Chorizo, cycle touring wonders 1.

So this meal started as a thrifty meal. I had little money when I finished university and a chorizo is really cheap in the UK. Only a little bit of chorizo would give a big taste boost to an otherwise miserly veggie stew. The first incarnation was chorizo and chickpeas served with couscous or stale toasted bread. This moved on to contain chicken when I was able to afford meat on a day to day basis rather than just as the occasional treat. Its most recent incarnation was as a camp stove one pot wonder when cycle touring.


Cycle touring rocks and I when we have two MSR dragonfly stoves we don’t have to compromise on our eating too much. When you cycle 100km+ a day and pull luggage over 1500m-2800m high alpine passes I don’t want to eat any old crap pasta. I still want to really enjoy filling my face with as much food is humanly possible. The pinnacle (pun intended) of our culinary tour de France being the Coq au Vin I made at the top of the Col d’Iseran (2770m). I felt so Floyd. We camped at the top after climbing uphill for 48km behind an out of action for the summer ski lift and my husband and our friend drank beer cooled with snowmelt and I drank the leftover wine. My husband was the real star of the show that day as he carried the beer, 2 bottles of wine and a kilo of chicken pieces all the way to the top.


Anyway back to chorizo. A chorizo (at a euro and a half per sausage) is portable, keeps well in a sweaty pannier and is very tasty. It’s great on Sundays when nothing is open and the weather on tour is too hot to keep some meat or leftovers by. My husband is a total carnivore and says no to veggie dinners on tour so this keeps him happy too.

(Point labeling dataset excerpts)
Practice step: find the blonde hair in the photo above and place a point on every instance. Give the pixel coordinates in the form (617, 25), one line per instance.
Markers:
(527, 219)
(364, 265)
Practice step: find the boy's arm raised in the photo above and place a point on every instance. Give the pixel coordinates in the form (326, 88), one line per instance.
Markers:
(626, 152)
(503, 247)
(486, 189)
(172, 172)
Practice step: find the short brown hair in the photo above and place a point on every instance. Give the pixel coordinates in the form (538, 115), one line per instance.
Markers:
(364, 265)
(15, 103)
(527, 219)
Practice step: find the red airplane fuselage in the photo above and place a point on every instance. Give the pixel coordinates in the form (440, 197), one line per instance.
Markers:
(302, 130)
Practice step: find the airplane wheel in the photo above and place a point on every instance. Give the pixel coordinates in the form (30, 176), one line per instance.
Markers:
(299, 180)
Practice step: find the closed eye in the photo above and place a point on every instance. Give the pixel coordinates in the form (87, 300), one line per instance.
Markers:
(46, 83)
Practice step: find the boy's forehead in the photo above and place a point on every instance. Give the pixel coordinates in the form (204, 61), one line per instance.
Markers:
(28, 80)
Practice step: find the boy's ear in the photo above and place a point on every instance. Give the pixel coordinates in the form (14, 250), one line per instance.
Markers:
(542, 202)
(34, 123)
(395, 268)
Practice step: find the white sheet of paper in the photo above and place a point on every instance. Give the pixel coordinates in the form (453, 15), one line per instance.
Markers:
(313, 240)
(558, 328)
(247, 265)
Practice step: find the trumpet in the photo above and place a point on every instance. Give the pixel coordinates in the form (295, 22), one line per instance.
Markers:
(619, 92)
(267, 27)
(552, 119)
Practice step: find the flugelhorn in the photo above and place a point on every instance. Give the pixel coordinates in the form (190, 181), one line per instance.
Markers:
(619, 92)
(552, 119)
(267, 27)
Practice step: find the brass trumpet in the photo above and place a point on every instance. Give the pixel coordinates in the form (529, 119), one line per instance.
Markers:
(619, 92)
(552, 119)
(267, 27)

## [EXERCISES]
• 1. Copy out the part of the chorizo and cycle touring text starting at "Anyway back to" and ending at "him happy too.".
• 2. In the chorizo and cycle touring text, where was the Coq au Vin made?
• 3. Carry on writing the chorizo and cycle touring text from the point where it stops.

## [WRITTEN ANSWERS]
• 1.
Anyway back to chorizo. A chorizo (at a euro and a half per sausage) is portable, keeps well in a sweaty pannier and is very tasty. It’s great on Sundays when nothing is open and the weather on tour is too hot to keep some meat or leftovers by. My husband is a total carnivore and says no to veggie dinners on tour so this keeps him happy too.

• 2. At the top of the Col d'Iseran (2770m).

• 3.
I had made a tapas style meal a few nights before I made chorizo stew this week so had quit e a few leftovers as Australian chorizo is not quite the same as proper Spanish chorizo. It’s like comparing a tabby kitten to a tiger and wasn’t so nice to eat as part of a selection of cold meats. The leftover chorizo was winking at me so when the In-laws arrived back from a two week cruise I knocked up a small stew for them. They had been trapped on a boat in the pacific being force fed 3 courses a day till their livers exploded so I didn’t serve this up with a starch as well but some couscous (fine grain if you can get it), rice, extra potatoes or some nice bread to mop up the juice all work really well.

Serves 4 normal apetites, 2 cycle tourers.


A chorizo (one is fine, two if you are feeling greedy)

4 chicken thighs

2 medium onions

A large pepper (capsicum)

4 cloves of garlic

150 ml wine, red or white

1x400g tin tomatoes

4 large tomatoes

250-300g waxy potatoes

1x400g tin chickpeas (you can use raw chickpeas if you remember to soak them the night before and precook them before you start the stew, I don’t think chickpeas lose anything from being tinned).

1 tsp ground cumin

1 tsp dried thyme

1 tsp smoked paprika (optional)

1 tsp sweet paprika (optional)

chilli flakes (to your own level of required heat)

2 tbsp olive oil

Put a large skillet with a lid or saucepan with a lid over a medium heat. Cut up your chorizo into 1cm cubes and the chicken into bite size morsels. Add the chorizo to the pan with one tablespoon of the oil and cook for 1-2 minutes or until they start to leak out their own fats. When you see the red oil escaping from the chorizo add the chicken and fry until lightly browned.


Whilst the chicken is cooking chop your onions and pepper roughly, again into bite sized pieces and peel and finely chop the garlic. This meal is all about getting tasty lumps of food on your spork and shovelling it into your face! When the chicken is lightly browned remove from the pan along with the chorizo and keep in a safe place away from picking fingers. If your pan is looking a little dry add the other tablespoon of olive oil, if there is lots of red goodness left from the chorizo you might not need it. Add the onion and pepper to the pan and fry for 5 mins until browning a little on the edges and then add the garlic and continue to fry for another minute or until the garlic is starting to brown. At this point add the wine and let it bubble for a minute.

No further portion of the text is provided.